═════ Passage provided

A few days later, the WHO provided more supplies to analyse 8,000 PCR tests. While thanking the international body, health minister spokesman Ashraf al-Qidra said this new donation would only suffice for four days.

Speaking to MEE, Qidra said that the small amount of supplies provided by international organisations was not enough to properly tackle the pandemic in Gaza.

“We call upon all world organisations and relevant people to realise how critical the critical is and support the central laboratory by providing the tools needed for Covid-19 tests,” Qidra said.

“Gaza is one of the most densely populated areas in the world, so 2,000 daily tests are not enough to deal with the increasing number of infections,” he added. “We need to provide enough support to the central laboratory to process at least 4,000 tests a day.”

Dr Hani Moqaied, the Ministry of Health director responsible for the tests, told MEE that Gaza was dependent on three sources to obtain medical material: the ministry placing order with companies in Egypt and the West Bank, donations by the PA Ministry of Health in the West Bank, and donations by foreign states or international organisations.

══════════

• Your tasks
(1) In the passage on Covid-19 testing in Gaza, how many tests a day does Qidra say the central laboratory must be able to process?
(2) Rewrite everything in the passage on Covid-19 testing in Gaza from "A few days later, the" down to "for four days.", putting "materials" in place of "supplies".

═════ Study material

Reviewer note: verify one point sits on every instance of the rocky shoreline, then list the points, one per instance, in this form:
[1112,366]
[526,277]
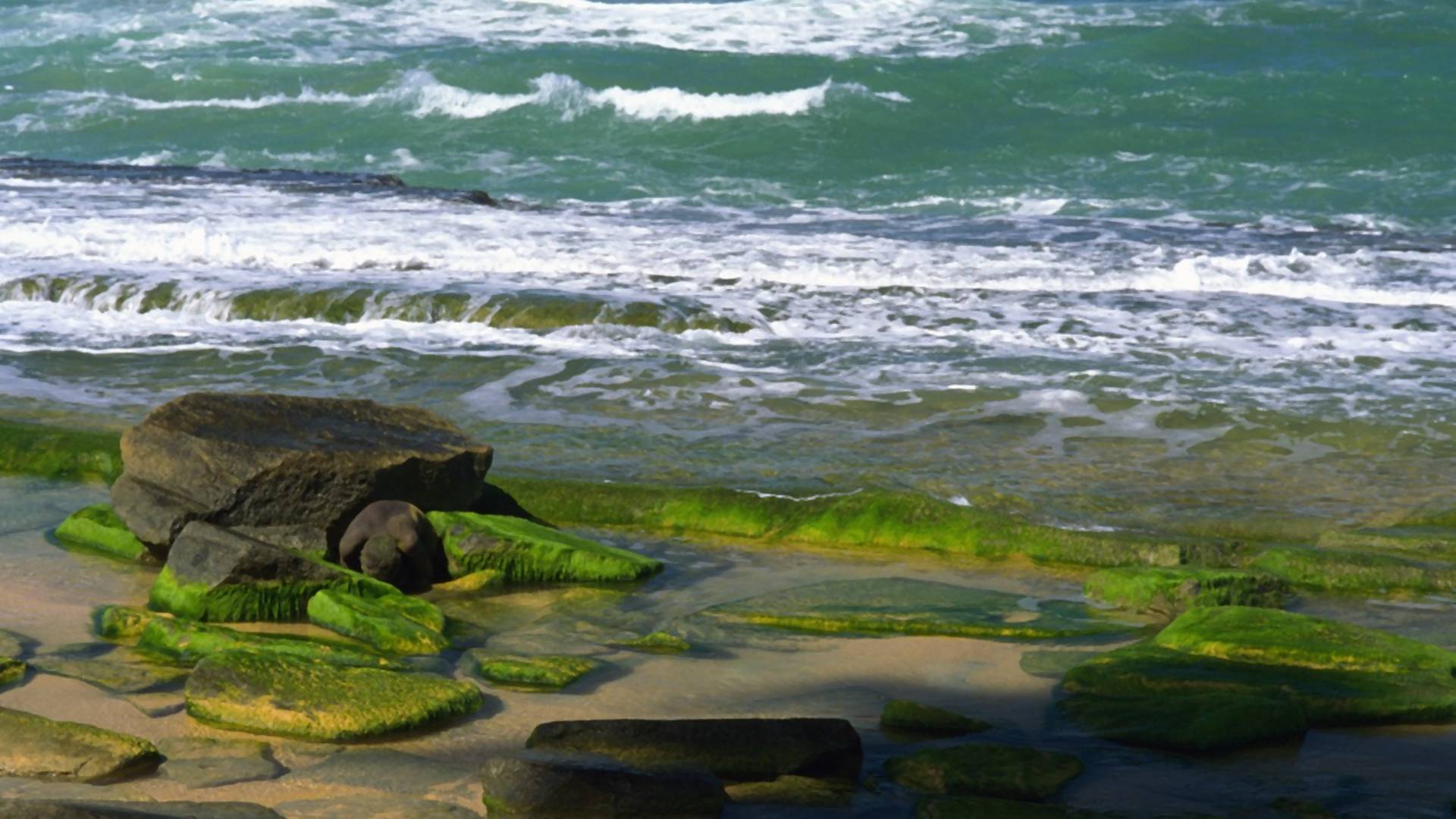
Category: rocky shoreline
[243,502]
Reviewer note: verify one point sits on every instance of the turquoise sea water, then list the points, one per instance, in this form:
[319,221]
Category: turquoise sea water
[1134,261]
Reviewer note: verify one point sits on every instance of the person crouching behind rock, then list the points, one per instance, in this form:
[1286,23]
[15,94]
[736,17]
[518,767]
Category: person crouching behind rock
[394,541]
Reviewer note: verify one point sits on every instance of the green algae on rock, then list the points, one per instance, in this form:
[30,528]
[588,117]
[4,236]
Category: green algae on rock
[96,528]
[986,770]
[743,749]
[395,624]
[899,605]
[530,553]
[120,623]
[1353,572]
[53,452]
[216,575]
[185,643]
[906,716]
[36,746]
[539,672]
[286,695]
[1263,665]
[871,519]
[657,643]
[1172,591]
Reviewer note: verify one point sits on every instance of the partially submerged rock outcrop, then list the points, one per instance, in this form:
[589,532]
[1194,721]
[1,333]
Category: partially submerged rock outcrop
[280,460]
[36,746]
[284,695]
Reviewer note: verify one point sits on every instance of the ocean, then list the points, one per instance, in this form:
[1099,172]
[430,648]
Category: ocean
[1175,264]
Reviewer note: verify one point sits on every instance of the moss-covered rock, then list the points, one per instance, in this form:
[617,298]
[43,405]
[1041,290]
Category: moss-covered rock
[36,746]
[394,624]
[96,528]
[1266,667]
[800,792]
[748,749]
[55,452]
[541,672]
[565,789]
[1172,591]
[984,770]
[1353,572]
[657,643]
[184,643]
[906,716]
[897,605]
[315,700]
[871,519]
[120,623]
[216,575]
[530,553]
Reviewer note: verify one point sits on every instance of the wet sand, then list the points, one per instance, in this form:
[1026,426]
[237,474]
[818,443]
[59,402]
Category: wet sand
[49,595]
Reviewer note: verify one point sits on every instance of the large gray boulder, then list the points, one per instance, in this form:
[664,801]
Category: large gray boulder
[264,460]
[747,749]
[545,787]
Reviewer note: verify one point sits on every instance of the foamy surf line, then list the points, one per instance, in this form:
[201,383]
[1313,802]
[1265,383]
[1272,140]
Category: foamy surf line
[427,96]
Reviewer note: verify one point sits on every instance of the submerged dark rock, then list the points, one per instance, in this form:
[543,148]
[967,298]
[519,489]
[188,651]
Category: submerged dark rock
[286,461]
[748,749]
[551,787]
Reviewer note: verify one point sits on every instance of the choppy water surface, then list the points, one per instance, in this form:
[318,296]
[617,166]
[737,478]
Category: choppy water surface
[1136,261]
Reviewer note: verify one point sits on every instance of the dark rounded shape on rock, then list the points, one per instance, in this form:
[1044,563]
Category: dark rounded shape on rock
[750,749]
[259,460]
[546,787]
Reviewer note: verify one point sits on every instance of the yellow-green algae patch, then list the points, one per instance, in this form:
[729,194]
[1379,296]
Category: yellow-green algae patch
[184,643]
[53,452]
[906,716]
[120,623]
[1269,672]
[530,672]
[871,519]
[657,643]
[36,746]
[99,529]
[986,770]
[394,624]
[1172,591]
[899,605]
[529,553]
[258,601]
[284,695]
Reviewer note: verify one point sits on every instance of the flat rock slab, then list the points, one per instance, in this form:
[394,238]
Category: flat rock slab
[89,809]
[733,749]
[283,695]
[212,763]
[549,787]
[986,770]
[899,605]
[262,460]
[384,770]
[36,746]
[529,553]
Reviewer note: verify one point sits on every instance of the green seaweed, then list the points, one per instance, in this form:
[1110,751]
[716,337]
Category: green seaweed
[871,519]
[525,672]
[530,553]
[1172,591]
[986,770]
[99,529]
[286,695]
[184,643]
[53,452]
[261,601]
[394,624]
[906,716]
[899,605]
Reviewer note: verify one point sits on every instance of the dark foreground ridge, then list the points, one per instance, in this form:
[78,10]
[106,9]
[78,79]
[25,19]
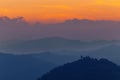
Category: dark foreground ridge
[85,69]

══════════

• Expected results
(1) At least 4,000 tests a day.

(2)
A few days later, the WHO provided more materials to analyse 8,000 PCR tests. While thanking the international body, health minister spokesman Ashraf al-Qidra said this new donation would only suffice for four days.